--- Text passage ---

Friston's Scale-Free Active Inference: A World Model Architecture Built From First Principles
The Free Energy Principle and its active inference formalism have attracted sustained attention from consciousness researchers because they derive the properties of self-organizing systems from first principles rather than from observed correlations. Karl Friston’s argument is that any system that persists over time must minimize its expected free energy, which means maintaining accurate generative models of the environment and taking actions that keep sensory observations within predicted bounds. The appeal for consciousness research is that this formalism places perception, action, and self-modeling on a unified theoretical footing. The difficulty has been that most active inference implementations work on small, discrete state spaces and do not scale to the pixel-level sensory environments that biological and artificial agents actually inhabit.
Friston’s July 2024 preprint “From pixels to planning: scale-free active inference” (arXiv:2407.20292), published in Frontiers in Network Physiology in 2025, addresses this gap directly. The paper introduces Renormalizing Generative Models (RGMs), a scale-free architecture that applies the same variational Free Energy Principle from raw sensory input through to high-level planning, without switching frameworks at different levels of abstraction. This is architecturally significant for any project attempting to build a system whose world-modeling layer is theoretically coherent with its consciousness hypothesis.
The Problem With Existing World Models
Contemporary world model architectures, including DreamerV3 and JEPA-based approaches, learn compressed representations of sensory input and use those representations for planning and control. They are empirically successful: DreamerV3 achieves strong results across a wide range of environments by learning a latent representation of world dynamics and rolling out imagined trajectories to evaluate action sequences. But these architectures are not derived from any theory of what kind of representations are necessary or sufficient for conscious experience. They are optimized for task performance, not for architectural coherence with a consciousness hypothesis.
This creates a problem for projects like TCAI that are simultaneously trying to build functional AI behavior and to instantiate the architecture that consciousness theories predict is necessary for phenomenal experience. DreamerV3 may or may not produce the kind of integrated, recurrent, hierarchical representations that IIT or active inference theories identify as consciousness-relevant. Whether it does is an empirical question that requires post-hoc measurement. There is no guarantee from the architecture’s design that it will.

--- Given data ---

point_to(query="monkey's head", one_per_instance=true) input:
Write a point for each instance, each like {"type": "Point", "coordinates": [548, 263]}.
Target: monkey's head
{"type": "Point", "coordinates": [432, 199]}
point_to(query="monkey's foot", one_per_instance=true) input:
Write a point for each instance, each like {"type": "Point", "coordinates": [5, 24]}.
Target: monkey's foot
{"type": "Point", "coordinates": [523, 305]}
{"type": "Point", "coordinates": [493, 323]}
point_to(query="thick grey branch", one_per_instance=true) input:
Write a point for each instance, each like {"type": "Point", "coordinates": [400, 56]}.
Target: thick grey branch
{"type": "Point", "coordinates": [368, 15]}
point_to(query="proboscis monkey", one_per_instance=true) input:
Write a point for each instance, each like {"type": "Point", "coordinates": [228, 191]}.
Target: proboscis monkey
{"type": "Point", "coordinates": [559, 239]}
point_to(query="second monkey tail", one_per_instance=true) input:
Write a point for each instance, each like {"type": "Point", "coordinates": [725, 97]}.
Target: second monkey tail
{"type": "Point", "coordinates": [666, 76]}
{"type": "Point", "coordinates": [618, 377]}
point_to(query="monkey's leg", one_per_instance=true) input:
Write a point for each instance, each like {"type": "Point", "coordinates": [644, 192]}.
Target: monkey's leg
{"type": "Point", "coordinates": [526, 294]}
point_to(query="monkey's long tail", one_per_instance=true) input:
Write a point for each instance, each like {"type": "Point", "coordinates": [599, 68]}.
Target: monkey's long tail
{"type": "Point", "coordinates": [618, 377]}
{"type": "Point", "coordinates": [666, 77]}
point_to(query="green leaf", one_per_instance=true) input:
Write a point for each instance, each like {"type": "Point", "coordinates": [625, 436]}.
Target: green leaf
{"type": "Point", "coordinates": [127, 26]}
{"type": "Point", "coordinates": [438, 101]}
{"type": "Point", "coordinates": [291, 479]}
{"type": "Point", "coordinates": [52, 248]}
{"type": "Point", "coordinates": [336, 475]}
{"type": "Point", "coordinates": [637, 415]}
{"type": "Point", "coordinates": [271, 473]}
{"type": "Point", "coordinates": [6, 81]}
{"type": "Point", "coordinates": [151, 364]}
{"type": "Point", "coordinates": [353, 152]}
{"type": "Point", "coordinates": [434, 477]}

---

**Assignment 1**.
In the active inference article, copy out everything from "The Problem With" down to "a consciousness hypothesis.".
**Assignment 2**.
Answer these questions using the active inference article:
(a) According to the article, what kind of state spaces do most active inference implementations work on?
(b) What is the full name of the architecture abbreviated as RGMs?
(c) What does the article say DreamerV3 and JEPA-based approaches are optimized for?
**Assignment 3**.
Resume the active inference article, picking up right after its final sentence.

**Written reply 1**.
The Problem With Existing World Models
Contemporary world model architectures, including DreamerV3 and JEPA-based approaches, learn compressed representations of sensory input and use those representations for planning and control. They are empirically successful: DreamerV3 achieves strong results across a wide range of environments by learning a latent representation of world dynamics and rolling out imagined trajectories to evaluate action sequences. But these architectures are not derived from any theory of what kind of representations are necessary or sufficient for conscious experience. They are optimized for task performance, not for architectural coherence with a consciousness hypothesis.

**Written reply 2**.
(a) Small, discrete state spaces.
(b) Renormalizing Generative Models.
(c) Task performance.

**Written reply 3**.
RGMs address this by deriving the architecture from the Free Energy Principle directly. The result is a world model that implements variational inference at every scale simultaneously. The representations learned at each level are not chosen to minimize prediction error on a specific task; they are chosen to minimize free energy across the whole hierarchy of the system’s generative model. The architectural difference is that every level of the RGM is doing the same thing: minimizing the divergence between predicted and observed states while maintaining the prior structure of the generative model. This homogeneity across scales is what makes the architecture scale-free.
What Scale-Free Means in Practice
A scale-free architecture is one where the same computational principle applies regardless of the granularity of description. In the context of RGMs, this means that the operations performed on raw pixels are structurally identical to the operations performed on high-level abstract plans, with the difference being only the level of representation at which the operations are applied. There is no seam in the architecture where one type of processing hands off to another.
This matters for consciousness because several theories predict that consciousness requires continuity of processing across scales. IIT’s exclusion axiom requires that the conscious complex is a single integrated structure, not a collection of modules that process at different levels and then combine outputs. Active inference theories require that perceptual inference and action selection are implemented as a single variational optimization, not as separate processes connected by a shared representation. Scale-free architectures satisfy these requirements by design. Architectures that switch between processing principles at different levels, such as a convolutional feature extractor followed by a transformer planner, do not.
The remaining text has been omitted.